● **Teks Sumber**:
::::

INSTITUSI
PENGELOLA WEBSITE
1.
World
Wide Web Consortium (W3C)
Awalnya dibentuk dari Laboratorium Ilmu
Komputer MIT oleh Tim Berners-Lee dan Al-Vezza. W3C saat ini
bertangggungjawab terhadap perkembangan dari berbagai protokol dan standar yang
terkait dengan Web. Seperti misalnya standarisasi HTML, XML, XHTML dan CSS
diatur oleh W3C. Saat ini W3C masih dipimpin oleh Berners-Lee. Website W3C
dapat diakses pada URL: http://www.w3c.org
2.
Internet
Engineering Task Force (IETF)
Merupakan badan yang bertanggungjawab
terhadap masalah teknis dari perkembangan teknologi internet. IETF bertugas
mengkaji berbagai teknologi terkait untuk kemudian distandarkan menjadi
sebuah request for comment (RFC). IETF fokus pada evolusi dari
internet dan menjamin proses tersebut berjalan dengan smooth.
3.
Internet
Architecture Board (IAB)
IAB bertanggung jawab dalam
mendefiniskan backbone internet.
4.
Internet
Society (ISOC)
Dibentuk
dari berbagai organisasi, pemerintahan, non-profit, komunitas, akademisi maupun
para professional. Kelompok ini bertanggungjawab dalam membuat kebijakan
tentang internet, dan memantau lembaga lain seperti IETF.
5. The
Internet Assigned Authority (IANA) & Internet Network Information Center
(InterNIC)
Kelompok ini bertanggung jawab terhadap alokasi alamat IP dan nama domain.
Kelompok ini bertanggung jawab terhadap alokasi alamat IP dan nama domain.
6.
APJII
dan PANDI
Dua nama tersebut merupakan institusi
yang mengatur pengelolaan internet untuk wilayah Indonesia. Meraka adalah APJII
(Asosiasi Penyelenggara Jasa Internet Indonesia) dan PANDI (Pengelola Nama
Domain Internet Indonesia)
7.
ICANN
singkatan dari Internet Corporation for
Assigned Names and Numbers, adalah organisasi nirlaba yang didirikan pada 18
September 1998 dan resmi berbadan hukum pada 30 September 1998. Organisasi yang
berkantor pusat di Marina Del Rey, California ini ditujukan untuk mengawasi
beberapa tugas yang terkait dengan Internet yang sebelumnya dilakukan langsung
atas nama pemerintah Amerika Serikat oleh beberapa organisasi lain, terutama
Internet Assigned Numbers Authority (IANA).
ASPEK
HUKUM
Dalam dunia Teknologi
Informasi (atau IT/Information Technology), masalah yang berhubungan
dengan etika dan hukum bermunculan, mulai dari penipuan, pelanggaran,
pembobolan informasi rahasia, persaingan curang sampai kejahatan yang sifatnya
pidana sudah sering terjadi tanpa dapat diselesaikan secara memuaskan melalui hukum
dan prosedur penyidikan yang ada saat ini.

::::

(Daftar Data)
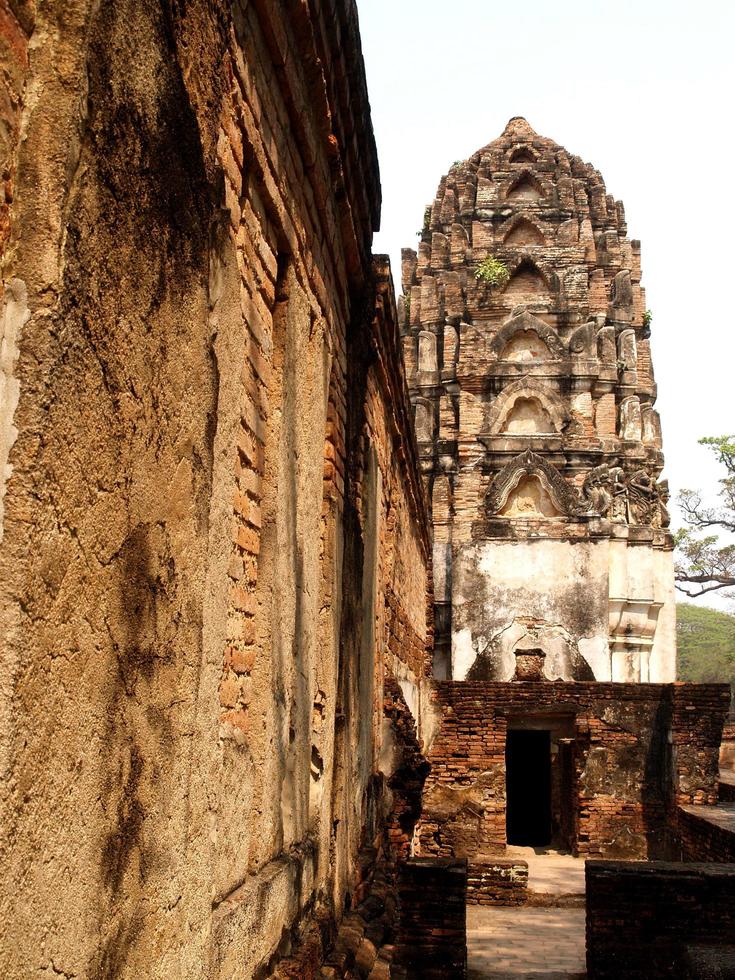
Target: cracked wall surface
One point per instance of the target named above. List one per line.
(212, 500)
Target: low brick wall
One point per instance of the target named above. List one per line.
(645, 920)
(432, 928)
(624, 737)
(497, 881)
(707, 833)
(727, 787)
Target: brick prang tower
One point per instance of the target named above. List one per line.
(534, 410)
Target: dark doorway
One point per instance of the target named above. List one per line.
(528, 788)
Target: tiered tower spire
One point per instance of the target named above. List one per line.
(529, 362)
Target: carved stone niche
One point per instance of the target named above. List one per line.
(529, 664)
(536, 332)
(530, 487)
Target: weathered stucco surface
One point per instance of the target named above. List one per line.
(211, 500)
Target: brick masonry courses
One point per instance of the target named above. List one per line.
(627, 738)
(215, 542)
(657, 919)
(538, 437)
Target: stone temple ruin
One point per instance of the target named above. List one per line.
(316, 603)
(538, 438)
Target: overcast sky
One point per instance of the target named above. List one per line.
(642, 90)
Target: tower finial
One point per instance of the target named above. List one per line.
(518, 126)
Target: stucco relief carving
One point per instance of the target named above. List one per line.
(529, 486)
(529, 464)
(530, 389)
(521, 320)
(635, 499)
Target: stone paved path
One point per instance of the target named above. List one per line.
(551, 872)
(539, 943)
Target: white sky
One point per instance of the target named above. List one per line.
(642, 90)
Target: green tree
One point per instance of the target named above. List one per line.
(706, 644)
(704, 563)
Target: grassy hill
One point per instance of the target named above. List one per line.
(706, 640)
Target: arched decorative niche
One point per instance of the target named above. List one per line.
(424, 421)
(529, 500)
(526, 347)
(530, 407)
(522, 154)
(527, 282)
(519, 338)
(523, 231)
(527, 417)
(525, 188)
(513, 493)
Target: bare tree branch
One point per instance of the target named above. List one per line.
(706, 562)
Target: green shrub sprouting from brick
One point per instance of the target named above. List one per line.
(494, 272)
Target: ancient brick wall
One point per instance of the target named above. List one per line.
(638, 751)
(651, 920)
(497, 881)
(534, 403)
(432, 935)
(707, 834)
(214, 534)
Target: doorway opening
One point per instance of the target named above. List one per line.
(528, 787)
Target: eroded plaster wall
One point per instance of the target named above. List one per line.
(212, 500)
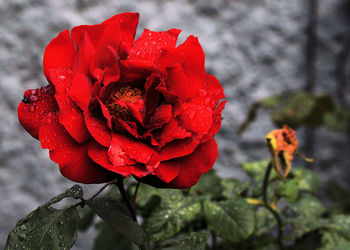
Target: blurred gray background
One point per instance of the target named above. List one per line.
(256, 48)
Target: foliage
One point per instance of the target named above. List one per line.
(301, 108)
(228, 209)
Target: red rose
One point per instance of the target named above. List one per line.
(117, 106)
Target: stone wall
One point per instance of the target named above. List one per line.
(254, 47)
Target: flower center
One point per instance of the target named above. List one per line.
(116, 104)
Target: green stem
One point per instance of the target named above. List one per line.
(126, 198)
(272, 211)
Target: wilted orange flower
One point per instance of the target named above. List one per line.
(282, 144)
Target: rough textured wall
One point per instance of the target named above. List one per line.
(254, 47)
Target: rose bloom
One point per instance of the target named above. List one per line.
(282, 144)
(113, 105)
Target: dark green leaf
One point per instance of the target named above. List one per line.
(209, 184)
(45, 228)
(172, 215)
(149, 197)
(75, 192)
(87, 216)
(118, 217)
(333, 241)
(308, 206)
(233, 188)
(108, 239)
(256, 169)
(188, 241)
(302, 225)
(288, 189)
(341, 224)
(306, 180)
(232, 220)
(264, 221)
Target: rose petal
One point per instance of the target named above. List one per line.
(98, 129)
(81, 91)
(70, 116)
(107, 54)
(85, 54)
(171, 131)
(150, 43)
(136, 150)
(178, 148)
(161, 115)
(37, 104)
(71, 157)
(59, 53)
(195, 164)
(167, 171)
(196, 118)
(128, 23)
(210, 93)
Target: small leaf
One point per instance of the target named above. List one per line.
(75, 192)
(232, 220)
(306, 180)
(264, 222)
(108, 239)
(188, 241)
(45, 228)
(341, 224)
(118, 217)
(233, 188)
(338, 120)
(172, 215)
(149, 197)
(308, 206)
(209, 184)
(87, 216)
(256, 169)
(333, 241)
(288, 189)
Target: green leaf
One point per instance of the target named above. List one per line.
(270, 102)
(256, 169)
(108, 239)
(306, 180)
(333, 241)
(188, 241)
(308, 206)
(87, 216)
(75, 192)
(302, 225)
(232, 220)
(209, 184)
(264, 221)
(149, 197)
(288, 189)
(118, 217)
(172, 215)
(45, 228)
(341, 224)
(233, 188)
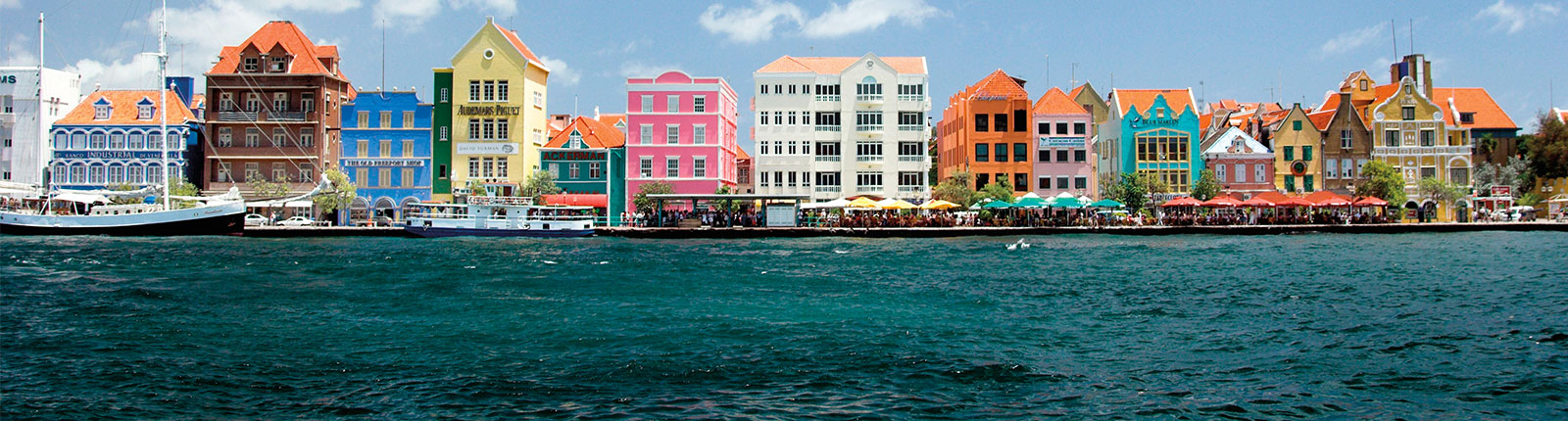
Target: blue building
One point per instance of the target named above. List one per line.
(112, 138)
(386, 154)
(1154, 133)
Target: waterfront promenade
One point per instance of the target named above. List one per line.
(948, 232)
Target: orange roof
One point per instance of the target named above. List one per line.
(1178, 99)
(1473, 101)
(517, 44)
(1057, 102)
(836, 65)
(124, 110)
(308, 58)
(595, 133)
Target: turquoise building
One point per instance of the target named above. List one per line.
(1152, 132)
(588, 162)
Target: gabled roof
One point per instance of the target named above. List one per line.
(1239, 140)
(122, 109)
(287, 36)
(838, 65)
(595, 133)
(1178, 99)
(1057, 102)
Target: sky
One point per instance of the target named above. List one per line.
(1247, 50)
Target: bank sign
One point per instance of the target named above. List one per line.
(1048, 141)
(486, 148)
(112, 154)
(572, 156)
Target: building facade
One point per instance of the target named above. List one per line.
(1243, 164)
(114, 138)
(681, 130)
(1152, 133)
(839, 125)
(985, 132)
(386, 154)
(1298, 146)
(494, 96)
(273, 112)
(1062, 146)
(588, 162)
(24, 117)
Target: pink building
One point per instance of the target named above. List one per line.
(681, 130)
(1063, 146)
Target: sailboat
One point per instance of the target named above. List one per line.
(91, 213)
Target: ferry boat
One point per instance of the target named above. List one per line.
(499, 216)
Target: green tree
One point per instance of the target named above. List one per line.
(337, 196)
(956, 190)
(538, 185)
(1133, 191)
(643, 203)
(1000, 190)
(1207, 187)
(1382, 180)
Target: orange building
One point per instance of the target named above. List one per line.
(985, 132)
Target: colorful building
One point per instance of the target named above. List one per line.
(985, 132)
(1063, 146)
(681, 130)
(273, 112)
(1152, 133)
(386, 154)
(588, 164)
(25, 119)
(1298, 146)
(1243, 164)
(114, 140)
(843, 125)
(490, 112)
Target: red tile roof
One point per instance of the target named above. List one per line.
(308, 58)
(595, 133)
(836, 65)
(122, 109)
(1178, 99)
(1057, 102)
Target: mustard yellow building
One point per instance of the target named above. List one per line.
(494, 107)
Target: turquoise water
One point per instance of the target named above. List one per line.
(1089, 326)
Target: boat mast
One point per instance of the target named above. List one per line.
(164, 99)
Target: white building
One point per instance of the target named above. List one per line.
(841, 125)
(23, 152)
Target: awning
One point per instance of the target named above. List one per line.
(579, 199)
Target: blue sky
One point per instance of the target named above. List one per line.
(1246, 50)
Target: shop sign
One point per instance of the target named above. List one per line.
(486, 148)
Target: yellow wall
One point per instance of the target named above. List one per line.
(525, 128)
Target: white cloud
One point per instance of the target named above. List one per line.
(1348, 41)
(561, 70)
(867, 15)
(643, 70)
(1513, 18)
(750, 23)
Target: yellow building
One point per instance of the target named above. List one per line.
(1298, 144)
(498, 119)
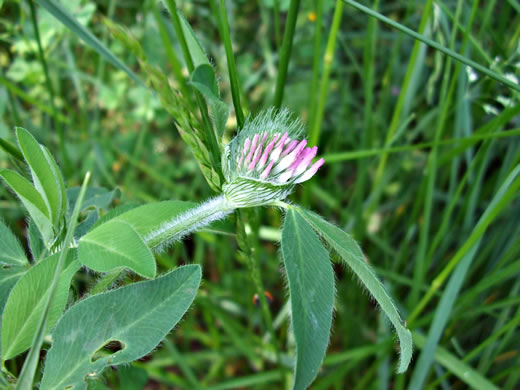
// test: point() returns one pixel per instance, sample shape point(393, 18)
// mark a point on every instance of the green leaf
point(35, 241)
point(86, 225)
point(150, 217)
point(456, 366)
point(350, 252)
point(8, 277)
point(138, 316)
point(311, 288)
point(98, 197)
point(61, 183)
point(43, 174)
point(11, 252)
point(62, 15)
point(116, 244)
point(25, 304)
point(32, 200)
point(195, 48)
point(204, 79)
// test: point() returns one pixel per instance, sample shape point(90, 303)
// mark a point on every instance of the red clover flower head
point(266, 159)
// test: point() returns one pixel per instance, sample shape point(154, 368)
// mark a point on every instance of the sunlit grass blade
point(457, 367)
point(456, 56)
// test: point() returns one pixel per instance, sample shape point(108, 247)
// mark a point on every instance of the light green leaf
point(62, 15)
point(350, 252)
point(43, 174)
point(35, 241)
point(32, 200)
point(138, 316)
point(61, 183)
point(11, 252)
point(8, 277)
point(98, 197)
point(150, 217)
point(196, 51)
point(203, 78)
point(25, 303)
point(116, 244)
point(311, 288)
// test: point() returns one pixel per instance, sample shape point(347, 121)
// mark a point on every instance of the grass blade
point(71, 23)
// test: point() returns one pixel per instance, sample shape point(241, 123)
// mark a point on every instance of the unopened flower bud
point(264, 162)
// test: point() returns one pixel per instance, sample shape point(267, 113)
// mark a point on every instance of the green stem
point(192, 220)
point(233, 74)
point(314, 136)
point(286, 52)
point(208, 127)
point(276, 11)
point(26, 378)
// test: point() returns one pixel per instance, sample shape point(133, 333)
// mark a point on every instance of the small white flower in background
point(266, 160)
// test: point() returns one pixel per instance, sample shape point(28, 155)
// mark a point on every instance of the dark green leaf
point(116, 244)
point(350, 252)
point(32, 200)
point(46, 177)
point(138, 316)
point(311, 288)
point(26, 300)
point(11, 251)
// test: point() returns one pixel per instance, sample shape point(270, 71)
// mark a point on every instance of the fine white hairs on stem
point(188, 222)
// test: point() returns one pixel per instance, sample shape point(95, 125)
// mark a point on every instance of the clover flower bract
point(266, 159)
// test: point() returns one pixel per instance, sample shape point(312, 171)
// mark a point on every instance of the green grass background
point(422, 156)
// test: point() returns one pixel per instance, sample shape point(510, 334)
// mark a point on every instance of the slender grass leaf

::::

● **Daftar Tugas**:
[A] Kembalikan persis bagian teks sumber yang dibuka dengan kata-kata yang memuat "Merupakan badan yang" dan ditutup dengan "mendefiniskan backbone internet.".
[B] Ketik ulang tanpa perubahan bagian entri yang dibuka dengan baris yang memuat "Target: mustard yellow building" dan ditutup dengan baris yang memuat "(1089, 326)", termasuk kedua baris itu. Tulis hanya baris-baris tersebut.

● **Jawaban per Tugas**:
[A]
Merupakan badan yang bertanggungjawab
terhadap masalah teknis dari perkembangan teknologi internet. IETF bertugas
mengkaji berbagai teknologi terkait untuk kemudian distandarkan menjadi
sebuah request for comment (RFC). IETF fokus pada evolusi dari
internet dan menjamin proses tersebut berjalan dengan smooth.
3.
Internet
Architecture Board (IAB)
IAB bertanggung jawab dalam
mendefiniskan backbone internet.

[B]
Target: mustard yellow building
One point per instance of the target named above. List one per line.
(494, 107)
Target: turquoise water
One point per instance of the target named above. List one per line.
(1089, 326)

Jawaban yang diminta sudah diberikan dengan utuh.